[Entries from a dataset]
————————

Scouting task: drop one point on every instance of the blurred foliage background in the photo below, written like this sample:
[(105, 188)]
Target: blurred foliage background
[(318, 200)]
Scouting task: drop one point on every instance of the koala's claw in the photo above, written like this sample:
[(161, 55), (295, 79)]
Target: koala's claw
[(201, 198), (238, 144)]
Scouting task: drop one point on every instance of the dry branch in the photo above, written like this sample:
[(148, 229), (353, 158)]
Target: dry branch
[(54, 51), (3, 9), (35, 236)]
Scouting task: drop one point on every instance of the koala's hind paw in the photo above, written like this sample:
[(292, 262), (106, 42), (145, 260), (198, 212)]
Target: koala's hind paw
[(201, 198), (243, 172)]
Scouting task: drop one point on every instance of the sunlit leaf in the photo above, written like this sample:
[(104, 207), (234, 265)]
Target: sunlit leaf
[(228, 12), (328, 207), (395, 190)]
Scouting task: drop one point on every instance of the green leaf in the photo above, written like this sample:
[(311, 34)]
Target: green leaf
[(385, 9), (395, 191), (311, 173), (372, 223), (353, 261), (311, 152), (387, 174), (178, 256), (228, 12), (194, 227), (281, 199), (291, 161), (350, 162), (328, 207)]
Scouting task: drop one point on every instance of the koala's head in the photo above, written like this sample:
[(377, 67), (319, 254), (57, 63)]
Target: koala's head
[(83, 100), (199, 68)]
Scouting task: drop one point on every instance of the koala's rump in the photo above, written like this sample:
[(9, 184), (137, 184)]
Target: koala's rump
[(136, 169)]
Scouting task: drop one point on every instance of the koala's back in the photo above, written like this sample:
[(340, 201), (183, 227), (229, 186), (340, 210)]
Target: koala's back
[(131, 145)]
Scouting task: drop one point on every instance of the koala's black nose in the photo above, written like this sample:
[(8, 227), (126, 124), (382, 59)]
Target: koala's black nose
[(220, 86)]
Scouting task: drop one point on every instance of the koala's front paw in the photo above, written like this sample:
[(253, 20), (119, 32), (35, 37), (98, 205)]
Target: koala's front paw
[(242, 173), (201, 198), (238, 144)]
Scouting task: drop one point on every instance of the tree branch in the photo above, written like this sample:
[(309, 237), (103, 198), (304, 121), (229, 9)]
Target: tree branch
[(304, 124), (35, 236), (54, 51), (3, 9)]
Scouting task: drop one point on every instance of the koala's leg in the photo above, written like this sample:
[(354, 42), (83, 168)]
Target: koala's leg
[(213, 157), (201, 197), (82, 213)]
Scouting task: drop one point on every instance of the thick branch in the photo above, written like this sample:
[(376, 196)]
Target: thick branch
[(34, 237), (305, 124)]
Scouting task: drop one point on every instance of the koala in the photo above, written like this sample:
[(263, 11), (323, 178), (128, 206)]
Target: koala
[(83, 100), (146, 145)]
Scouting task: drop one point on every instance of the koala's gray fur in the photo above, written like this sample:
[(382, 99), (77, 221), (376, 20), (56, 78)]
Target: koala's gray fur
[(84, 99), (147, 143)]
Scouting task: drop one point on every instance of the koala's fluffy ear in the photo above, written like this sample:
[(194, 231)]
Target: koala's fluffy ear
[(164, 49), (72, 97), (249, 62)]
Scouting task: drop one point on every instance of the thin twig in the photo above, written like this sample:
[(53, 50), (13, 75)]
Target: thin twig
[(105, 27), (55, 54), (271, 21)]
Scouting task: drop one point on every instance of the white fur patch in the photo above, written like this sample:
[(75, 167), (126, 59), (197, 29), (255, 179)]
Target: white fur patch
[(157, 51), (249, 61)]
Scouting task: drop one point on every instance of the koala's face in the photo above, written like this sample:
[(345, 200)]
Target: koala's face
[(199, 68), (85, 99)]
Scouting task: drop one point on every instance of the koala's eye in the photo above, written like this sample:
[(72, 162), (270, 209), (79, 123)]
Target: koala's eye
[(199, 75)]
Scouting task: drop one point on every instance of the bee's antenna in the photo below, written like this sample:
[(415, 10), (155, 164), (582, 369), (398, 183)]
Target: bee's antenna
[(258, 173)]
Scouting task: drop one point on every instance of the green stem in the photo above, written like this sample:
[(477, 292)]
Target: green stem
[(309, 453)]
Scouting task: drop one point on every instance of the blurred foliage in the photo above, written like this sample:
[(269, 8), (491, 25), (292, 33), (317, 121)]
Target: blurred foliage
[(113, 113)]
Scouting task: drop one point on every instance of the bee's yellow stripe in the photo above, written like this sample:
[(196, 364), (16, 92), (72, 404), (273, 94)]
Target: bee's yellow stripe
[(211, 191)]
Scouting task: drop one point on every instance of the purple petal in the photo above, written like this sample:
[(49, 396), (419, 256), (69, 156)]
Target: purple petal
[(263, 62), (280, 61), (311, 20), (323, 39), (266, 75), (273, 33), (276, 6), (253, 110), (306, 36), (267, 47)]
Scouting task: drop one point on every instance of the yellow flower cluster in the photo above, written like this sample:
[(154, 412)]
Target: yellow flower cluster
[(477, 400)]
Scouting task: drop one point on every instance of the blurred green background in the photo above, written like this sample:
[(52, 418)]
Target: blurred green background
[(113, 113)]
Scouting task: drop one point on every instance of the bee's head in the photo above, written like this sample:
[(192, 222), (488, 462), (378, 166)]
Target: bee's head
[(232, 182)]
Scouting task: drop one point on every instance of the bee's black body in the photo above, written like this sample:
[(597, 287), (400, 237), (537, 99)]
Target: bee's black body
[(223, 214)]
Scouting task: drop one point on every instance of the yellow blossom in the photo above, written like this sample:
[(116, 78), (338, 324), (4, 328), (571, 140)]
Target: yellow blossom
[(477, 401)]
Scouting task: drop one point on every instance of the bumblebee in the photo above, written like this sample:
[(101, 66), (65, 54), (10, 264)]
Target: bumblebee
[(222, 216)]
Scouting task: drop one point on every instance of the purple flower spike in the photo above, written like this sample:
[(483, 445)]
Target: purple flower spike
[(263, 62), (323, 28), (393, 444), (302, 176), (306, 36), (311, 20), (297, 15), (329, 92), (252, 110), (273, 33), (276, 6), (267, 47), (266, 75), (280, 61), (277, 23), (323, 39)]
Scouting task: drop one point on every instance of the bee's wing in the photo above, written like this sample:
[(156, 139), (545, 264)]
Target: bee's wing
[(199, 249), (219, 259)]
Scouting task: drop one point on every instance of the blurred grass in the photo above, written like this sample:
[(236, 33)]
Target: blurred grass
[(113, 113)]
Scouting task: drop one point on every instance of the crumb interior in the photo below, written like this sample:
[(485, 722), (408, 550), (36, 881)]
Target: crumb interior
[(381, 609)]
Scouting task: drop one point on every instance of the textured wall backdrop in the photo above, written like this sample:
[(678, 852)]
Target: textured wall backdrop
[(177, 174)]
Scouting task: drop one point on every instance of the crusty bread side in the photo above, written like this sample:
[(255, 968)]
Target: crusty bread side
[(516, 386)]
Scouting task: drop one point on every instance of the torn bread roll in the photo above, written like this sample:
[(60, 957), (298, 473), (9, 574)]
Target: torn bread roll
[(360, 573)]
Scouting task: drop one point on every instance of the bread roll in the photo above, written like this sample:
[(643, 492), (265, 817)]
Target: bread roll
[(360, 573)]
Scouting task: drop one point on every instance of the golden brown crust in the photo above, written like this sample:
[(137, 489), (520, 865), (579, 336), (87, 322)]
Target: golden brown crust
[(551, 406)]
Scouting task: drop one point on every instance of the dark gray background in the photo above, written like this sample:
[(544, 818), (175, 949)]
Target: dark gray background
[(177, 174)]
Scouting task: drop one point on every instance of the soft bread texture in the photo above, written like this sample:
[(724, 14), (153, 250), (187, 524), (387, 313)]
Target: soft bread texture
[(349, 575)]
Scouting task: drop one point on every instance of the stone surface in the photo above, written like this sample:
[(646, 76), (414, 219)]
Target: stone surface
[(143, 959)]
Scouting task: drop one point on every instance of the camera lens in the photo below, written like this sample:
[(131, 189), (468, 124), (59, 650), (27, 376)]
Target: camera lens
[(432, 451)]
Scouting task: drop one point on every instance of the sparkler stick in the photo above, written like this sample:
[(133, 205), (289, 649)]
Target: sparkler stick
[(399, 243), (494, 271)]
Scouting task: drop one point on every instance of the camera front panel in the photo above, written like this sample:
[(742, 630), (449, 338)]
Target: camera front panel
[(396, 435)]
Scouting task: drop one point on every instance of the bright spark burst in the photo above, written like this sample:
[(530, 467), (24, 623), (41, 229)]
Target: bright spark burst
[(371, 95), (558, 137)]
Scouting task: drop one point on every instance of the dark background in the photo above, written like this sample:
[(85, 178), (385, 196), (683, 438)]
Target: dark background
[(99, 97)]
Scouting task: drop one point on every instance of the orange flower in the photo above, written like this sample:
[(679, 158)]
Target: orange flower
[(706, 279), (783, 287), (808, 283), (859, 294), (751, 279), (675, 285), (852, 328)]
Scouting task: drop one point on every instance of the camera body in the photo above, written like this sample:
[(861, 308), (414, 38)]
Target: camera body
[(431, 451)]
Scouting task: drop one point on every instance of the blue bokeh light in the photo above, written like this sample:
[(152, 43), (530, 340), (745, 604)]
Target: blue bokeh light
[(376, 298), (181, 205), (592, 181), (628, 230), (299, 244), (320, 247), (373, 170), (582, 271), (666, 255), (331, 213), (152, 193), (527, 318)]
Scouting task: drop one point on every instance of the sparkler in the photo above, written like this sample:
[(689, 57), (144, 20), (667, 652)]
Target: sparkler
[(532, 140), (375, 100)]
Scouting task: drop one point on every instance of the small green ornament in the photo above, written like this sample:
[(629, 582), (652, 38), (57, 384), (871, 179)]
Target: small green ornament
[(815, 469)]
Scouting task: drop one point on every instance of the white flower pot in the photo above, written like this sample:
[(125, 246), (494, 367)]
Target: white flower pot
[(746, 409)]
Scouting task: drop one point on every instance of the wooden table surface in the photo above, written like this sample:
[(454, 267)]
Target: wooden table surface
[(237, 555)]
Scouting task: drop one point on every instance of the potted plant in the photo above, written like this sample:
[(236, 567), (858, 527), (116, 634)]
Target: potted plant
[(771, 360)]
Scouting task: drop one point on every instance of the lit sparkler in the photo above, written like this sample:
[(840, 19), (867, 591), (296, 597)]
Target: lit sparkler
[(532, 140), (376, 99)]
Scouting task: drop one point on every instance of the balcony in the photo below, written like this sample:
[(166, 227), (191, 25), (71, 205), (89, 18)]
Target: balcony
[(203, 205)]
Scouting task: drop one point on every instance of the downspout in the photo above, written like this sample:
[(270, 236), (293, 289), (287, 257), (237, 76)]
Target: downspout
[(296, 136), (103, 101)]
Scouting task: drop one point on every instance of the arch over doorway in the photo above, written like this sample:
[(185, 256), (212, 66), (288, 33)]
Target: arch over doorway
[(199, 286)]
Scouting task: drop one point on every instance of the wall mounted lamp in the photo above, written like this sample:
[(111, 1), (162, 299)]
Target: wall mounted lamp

————————

Work required: Rewrite the rows above, from the very first line through the line containing "[(54, 51), (3, 9), (35, 236)]", as a JSON list of strings with one string per line and any blank lines omitted.

Task response:
[
  "Scouting task: drop one point on every instance of the blurred foliage background in the photo below, written like this sample:",
  "[(105, 188)]",
  "Target: blurred foliage background",
  "[(318, 200)]",
  "Scouting task: drop one point on every instance of the koala's claw in the photo above, written like this sample:",
  "[(161, 55), (295, 79)]",
  "Target: koala's claw",
  "[(201, 198), (238, 144)]",
  "Scouting task: drop one point on every instance of the dry branch in the photo above, written like this sample:",
  "[(148, 229), (353, 158)]",
  "Target: dry branch",
  "[(54, 51), (3, 9), (35, 236)]"
]